> [EXTRACT]
Peter Gay’s ‘Modernism’ Wields a Heavy Yardstick

Even if we grant Peter Gay his modernist ideology, he still falls far short of providing his readers with an adequate account of the phenomenon of modernism.

Modernism: The Lure of Heresy
Peter Gay
Random House
October 2007

A Sterling Professor Emeritus at Yale University, a historian trained in Freudian psychology, and the author of numerous books including an exhaustive study of Enlightenment thought (the winner of the National Book Award) as well as fascinating monographs on Freud, the Victorian bourgeois experience, and the culture of the Weimar Republic, Peter Gay has time and again proven himself to be the possessor of a keen intellect, an insatiable curiosity, and an admirable manner of expression. While the broad range of his publications eloquently speaks to his remarkable versatility, his best work focuses on the vicissitudes of the middle class and, of course, the careful explication of his intellectual mentor, Sigmund Freud.

In his latest book, Modernism: The Lure of Heresy from Baudelaire to Beckett and Beyond, Gay takes on a project that he claims has never been accomplished before: a one-volume discussion of “modernism” in the arts – all of the arts (well, all of them aside from opera and, most shockingly, photography). Gay warns his reader that although Modernism is the work of a historian, it is not a history of the modernist period; there is no attempt to make mention of all of the important modernist figures. Nor does the author limit himself to readings of central texts. Rather, Gay has selected certain painters, authors, composers, sculptors, architects, designers, playwrights, and movie directors that he believes may be treated as “exemplars of indispensable elements in the modernist period” and he has made his choices in an attempt to create a “usable definition of modernism”.

That definition, announced at the beginning of the book, involves two necessary criteria: 1) the “lure of heresy”, an intriguing catchphrase that basically amounts to a desire to subvert (or at least challenge) conventional expectations with respect to art; and 2) a driving need to explore one’s deepest subjective nature, to plumb the depths of one’s inner being. Gay defines the modernist period as running from the 1840s to the 1960s, thus approximately 120 years inaugurated by the scandalous poetry of Charles Baudelaire and demolished by the treacherous (at least according to Gay) machinations of the proponents of Pop Art, who sought to dismantle the sacrosanct divide between high art and popular entertainment.

Problems with Gay’s framework emerge within the opening pages. It will immediately strike alert readers that Gay’s definition (while it may, at first, appear reasonable) does not derive from the investigation of the artworks, their creation and reception, but rather serves as the basis for judging beforehand who and what should be included in that investigation. That is to say, the “usable” definition is not the result of the study, it is an a priori yardstick that Gay wields to determine who earns the honorific “modernist” (and in Gay’s mind, there is hardly a greater honorific to be had).

> [WHAT IS ASKED]
[1] Duplicate the records from their first line through the line containing "point(61, 162)", including both of those lines. Leave out any pictures.
[2] Write the next part of the review of Peter Gay's Modernism, picking up after its final sentence.
The review and the records come from separate, unrelated sources.

> [RECORDS PROVIDED]
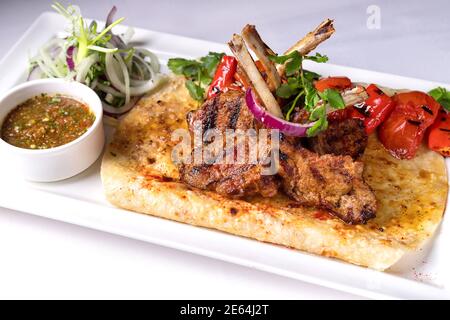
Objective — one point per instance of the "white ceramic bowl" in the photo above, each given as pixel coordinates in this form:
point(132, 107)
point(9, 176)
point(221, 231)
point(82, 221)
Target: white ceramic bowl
point(61, 162)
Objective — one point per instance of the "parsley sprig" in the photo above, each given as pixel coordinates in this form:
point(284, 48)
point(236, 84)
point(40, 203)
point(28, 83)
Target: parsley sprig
point(199, 73)
point(299, 90)
point(442, 96)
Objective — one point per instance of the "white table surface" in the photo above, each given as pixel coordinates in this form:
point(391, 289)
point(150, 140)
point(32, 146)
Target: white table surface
point(40, 258)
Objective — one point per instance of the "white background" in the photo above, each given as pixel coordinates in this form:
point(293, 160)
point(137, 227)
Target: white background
point(41, 258)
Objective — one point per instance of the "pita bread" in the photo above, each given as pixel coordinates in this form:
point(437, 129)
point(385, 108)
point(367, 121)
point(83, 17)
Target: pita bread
point(138, 175)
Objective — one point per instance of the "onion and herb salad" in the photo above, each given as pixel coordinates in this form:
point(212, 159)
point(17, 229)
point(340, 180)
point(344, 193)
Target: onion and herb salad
point(118, 72)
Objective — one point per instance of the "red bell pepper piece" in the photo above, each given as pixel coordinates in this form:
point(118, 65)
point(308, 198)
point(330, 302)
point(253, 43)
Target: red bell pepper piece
point(439, 134)
point(224, 76)
point(403, 131)
point(375, 109)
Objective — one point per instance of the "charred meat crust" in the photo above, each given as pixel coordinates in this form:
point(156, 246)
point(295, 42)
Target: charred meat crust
point(342, 138)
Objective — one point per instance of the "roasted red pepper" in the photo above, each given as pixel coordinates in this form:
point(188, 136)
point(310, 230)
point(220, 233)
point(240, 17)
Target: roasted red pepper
point(375, 109)
point(339, 83)
point(224, 76)
point(403, 131)
point(439, 134)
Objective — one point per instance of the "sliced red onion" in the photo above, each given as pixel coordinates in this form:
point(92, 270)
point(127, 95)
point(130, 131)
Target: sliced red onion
point(272, 122)
point(69, 58)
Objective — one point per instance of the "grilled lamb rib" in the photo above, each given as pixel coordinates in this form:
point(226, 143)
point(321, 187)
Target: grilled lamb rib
point(227, 111)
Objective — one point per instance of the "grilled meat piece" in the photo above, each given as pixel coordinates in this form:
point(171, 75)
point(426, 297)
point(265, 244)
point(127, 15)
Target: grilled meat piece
point(342, 138)
point(331, 182)
point(227, 111)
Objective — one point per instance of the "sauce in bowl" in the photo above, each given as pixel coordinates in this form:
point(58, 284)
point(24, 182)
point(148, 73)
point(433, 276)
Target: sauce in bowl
point(46, 121)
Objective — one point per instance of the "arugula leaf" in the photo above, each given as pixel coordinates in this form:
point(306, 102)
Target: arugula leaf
point(442, 96)
point(210, 62)
point(317, 58)
point(196, 91)
point(300, 83)
point(285, 91)
point(283, 59)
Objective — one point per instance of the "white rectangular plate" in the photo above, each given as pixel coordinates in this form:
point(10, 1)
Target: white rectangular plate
point(80, 200)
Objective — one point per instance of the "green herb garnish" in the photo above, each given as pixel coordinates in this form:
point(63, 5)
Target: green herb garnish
point(442, 96)
point(199, 73)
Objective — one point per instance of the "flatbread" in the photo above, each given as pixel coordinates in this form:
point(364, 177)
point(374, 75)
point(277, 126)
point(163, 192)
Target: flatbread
point(138, 175)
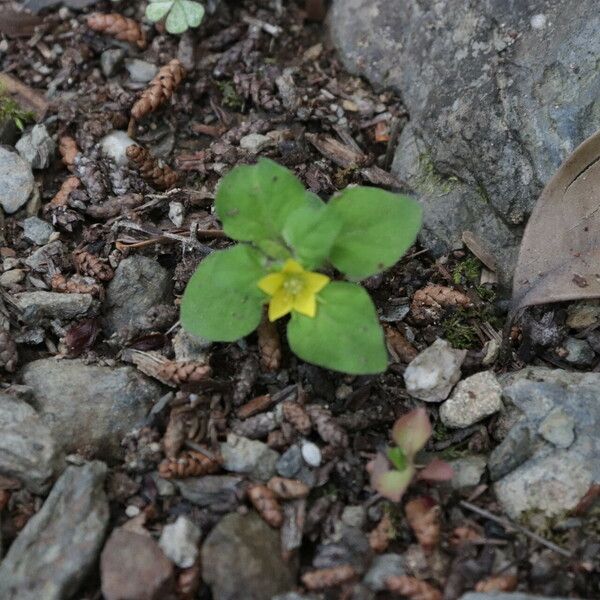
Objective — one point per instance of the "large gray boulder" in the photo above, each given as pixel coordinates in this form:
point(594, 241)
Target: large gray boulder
point(499, 93)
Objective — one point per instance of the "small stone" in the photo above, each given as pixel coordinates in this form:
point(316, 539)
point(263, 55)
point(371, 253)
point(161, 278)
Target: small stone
point(434, 372)
point(140, 71)
point(132, 566)
point(467, 471)
point(179, 541)
point(558, 428)
point(58, 548)
point(243, 455)
point(37, 230)
point(36, 306)
point(311, 454)
point(254, 142)
point(382, 568)
point(27, 450)
point(474, 398)
point(579, 352)
point(17, 181)
point(241, 558)
point(114, 145)
point(111, 60)
point(37, 147)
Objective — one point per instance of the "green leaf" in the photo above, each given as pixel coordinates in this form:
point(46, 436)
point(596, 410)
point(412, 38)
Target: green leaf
point(254, 202)
point(311, 232)
point(176, 21)
point(222, 301)
point(377, 229)
point(155, 11)
point(345, 335)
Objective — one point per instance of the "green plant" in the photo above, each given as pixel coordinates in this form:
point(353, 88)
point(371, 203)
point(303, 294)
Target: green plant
point(180, 14)
point(287, 234)
point(392, 472)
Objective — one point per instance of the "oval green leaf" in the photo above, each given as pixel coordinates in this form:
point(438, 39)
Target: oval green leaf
point(378, 227)
point(345, 335)
point(222, 301)
point(254, 202)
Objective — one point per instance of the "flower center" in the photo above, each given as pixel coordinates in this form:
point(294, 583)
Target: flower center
point(293, 284)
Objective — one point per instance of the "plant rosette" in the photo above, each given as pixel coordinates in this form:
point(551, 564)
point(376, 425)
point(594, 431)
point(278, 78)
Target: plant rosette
point(287, 235)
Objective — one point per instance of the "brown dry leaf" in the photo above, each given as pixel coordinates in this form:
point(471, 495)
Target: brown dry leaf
point(412, 588)
point(498, 583)
point(266, 504)
point(423, 516)
point(560, 253)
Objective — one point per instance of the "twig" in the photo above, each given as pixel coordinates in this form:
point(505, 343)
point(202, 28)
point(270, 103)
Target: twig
point(510, 525)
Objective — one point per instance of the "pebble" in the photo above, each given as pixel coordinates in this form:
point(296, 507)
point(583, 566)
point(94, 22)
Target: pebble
point(241, 558)
point(133, 567)
point(37, 230)
point(89, 408)
point(37, 147)
point(434, 372)
point(17, 181)
point(474, 399)
point(114, 145)
point(311, 454)
point(27, 449)
point(251, 457)
point(58, 548)
point(179, 541)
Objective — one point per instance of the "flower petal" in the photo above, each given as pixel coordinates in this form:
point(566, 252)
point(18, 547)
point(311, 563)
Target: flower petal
point(271, 283)
point(306, 303)
point(281, 304)
point(314, 282)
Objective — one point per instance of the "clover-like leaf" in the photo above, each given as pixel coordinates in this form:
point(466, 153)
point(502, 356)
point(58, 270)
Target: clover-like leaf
point(222, 301)
point(255, 202)
point(344, 335)
point(412, 431)
point(378, 227)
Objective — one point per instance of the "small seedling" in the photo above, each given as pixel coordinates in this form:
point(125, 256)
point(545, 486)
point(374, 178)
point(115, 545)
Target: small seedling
point(288, 234)
point(180, 14)
point(392, 472)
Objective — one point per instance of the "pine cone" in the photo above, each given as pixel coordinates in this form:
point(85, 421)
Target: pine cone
point(119, 27)
point(89, 264)
point(190, 464)
point(269, 345)
point(9, 356)
point(161, 88)
point(162, 178)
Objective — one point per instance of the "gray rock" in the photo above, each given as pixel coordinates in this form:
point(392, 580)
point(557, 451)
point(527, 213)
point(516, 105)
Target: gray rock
point(579, 352)
point(510, 110)
point(179, 541)
point(114, 145)
point(52, 305)
point(434, 372)
point(247, 546)
point(552, 480)
point(111, 60)
point(474, 399)
point(222, 493)
point(37, 147)
point(88, 408)
point(383, 567)
point(27, 450)
point(139, 284)
point(467, 471)
point(37, 230)
point(251, 457)
point(17, 181)
point(140, 71)
point(59, 546)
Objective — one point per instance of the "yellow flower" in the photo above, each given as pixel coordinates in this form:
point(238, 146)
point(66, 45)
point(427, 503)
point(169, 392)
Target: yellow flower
point(292, 288)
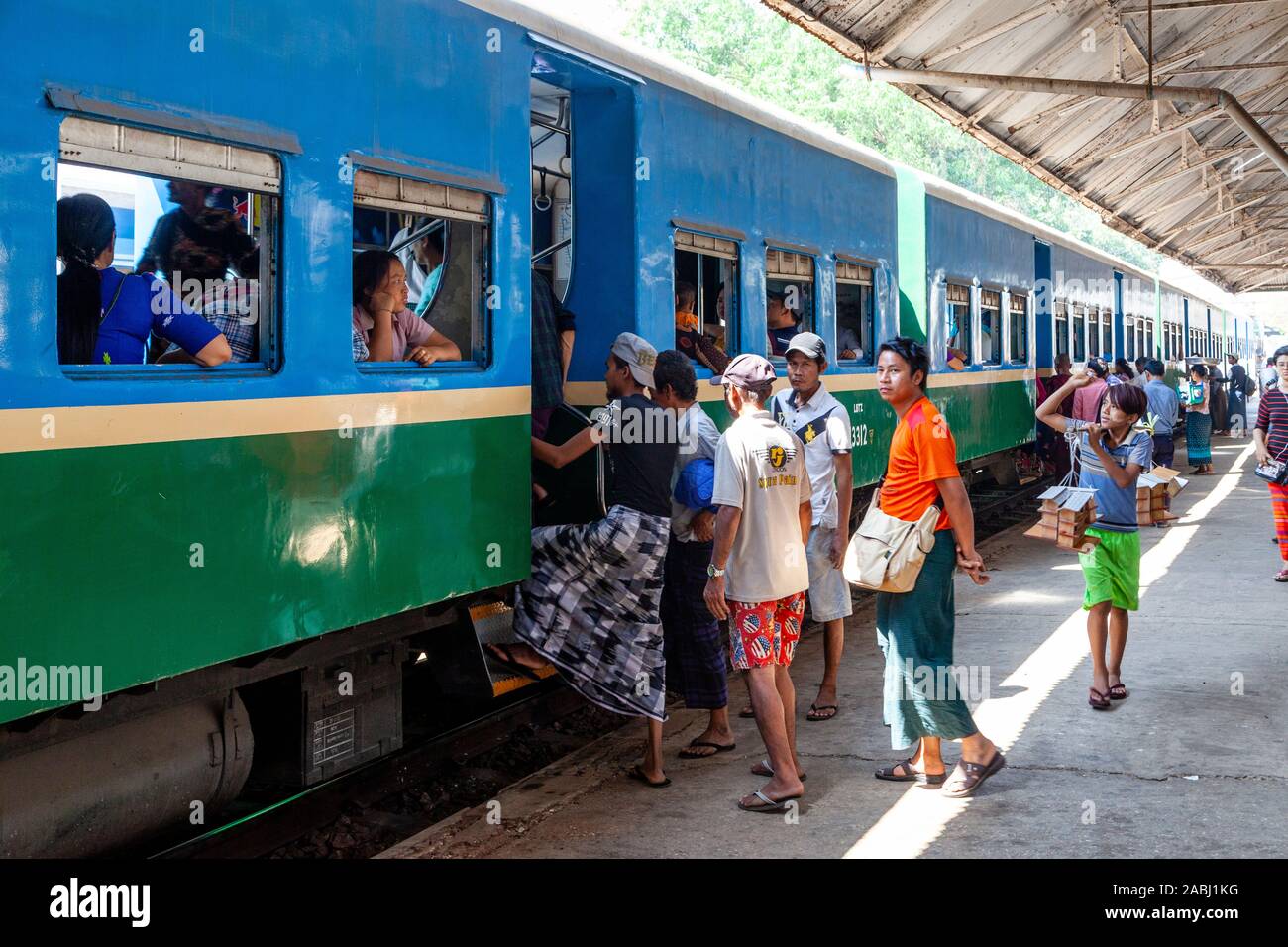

> [ANSWER LIST]
[1]
Objective — one point per instance of the "white ceramic bowl" in the photo above, each given as pixel coordinates in this form:
point(132, 107)
point(9, 176)
point(221, 231)
point(82, 221)
Target: white ceramic bowl
point(61, 162)

[2]
More detrimental to his study is the fact that he wields that yardstick with such a loose grip that it soon reveals itself to be a wholly arbitrary criterion. Thus some artists could cannibalize past styles (such as Stravinsky’s return to tonality in his “neo-classical” period) or refuse to accept the notion that their art reveals their subjectivity (again Stravinsky provides a fine example in his insistence upon an “objective” music) without losing, in Gay’s book, their “modernist” credentials.

Indeed, Stravinsky is, for Gay, one of the two modernist titans of musical composition (the other, not surprisingly, being Schoenberg. Thus, we return to the rather tired platitude that 20th-century music is a dialectic between Schoenberg and Stravinsky, but whereas Theodor Adorno (one of the greatest proponents of that platitude whose writings almost redeem it) brings out the deep divergences between their compositional and aesthetic outlooks, Gay reduces them to differing expressions of an underlying bland “modernist” desire to shock and to “live fully in one’s time”.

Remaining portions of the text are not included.